-- TASK TO COMPLETE --
Nothing but the lines from the line with "of the robber" to the end of the records below should appear in the answer, each exactly as given.

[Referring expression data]
----

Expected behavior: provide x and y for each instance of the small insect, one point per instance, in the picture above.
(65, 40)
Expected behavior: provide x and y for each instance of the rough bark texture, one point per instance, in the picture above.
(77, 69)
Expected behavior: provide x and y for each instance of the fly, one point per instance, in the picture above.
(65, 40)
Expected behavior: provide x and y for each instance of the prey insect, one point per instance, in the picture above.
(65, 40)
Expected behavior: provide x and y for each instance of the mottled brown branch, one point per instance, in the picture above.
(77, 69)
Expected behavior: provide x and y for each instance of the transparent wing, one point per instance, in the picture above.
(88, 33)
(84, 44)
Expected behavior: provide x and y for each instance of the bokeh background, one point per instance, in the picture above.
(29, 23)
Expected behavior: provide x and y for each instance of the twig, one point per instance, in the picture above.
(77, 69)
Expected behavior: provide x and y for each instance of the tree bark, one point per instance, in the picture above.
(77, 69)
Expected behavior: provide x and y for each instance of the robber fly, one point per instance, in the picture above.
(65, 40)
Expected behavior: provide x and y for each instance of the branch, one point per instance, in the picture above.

----

-- THE COMPLETED TASK --
Expected behavior: provide x and y for each instance of the robber fly, one point per instance, in the picture above.
(65, 40)
Expected behavior: provide x and y for each instance of the branch, one point per instance, in the picture above.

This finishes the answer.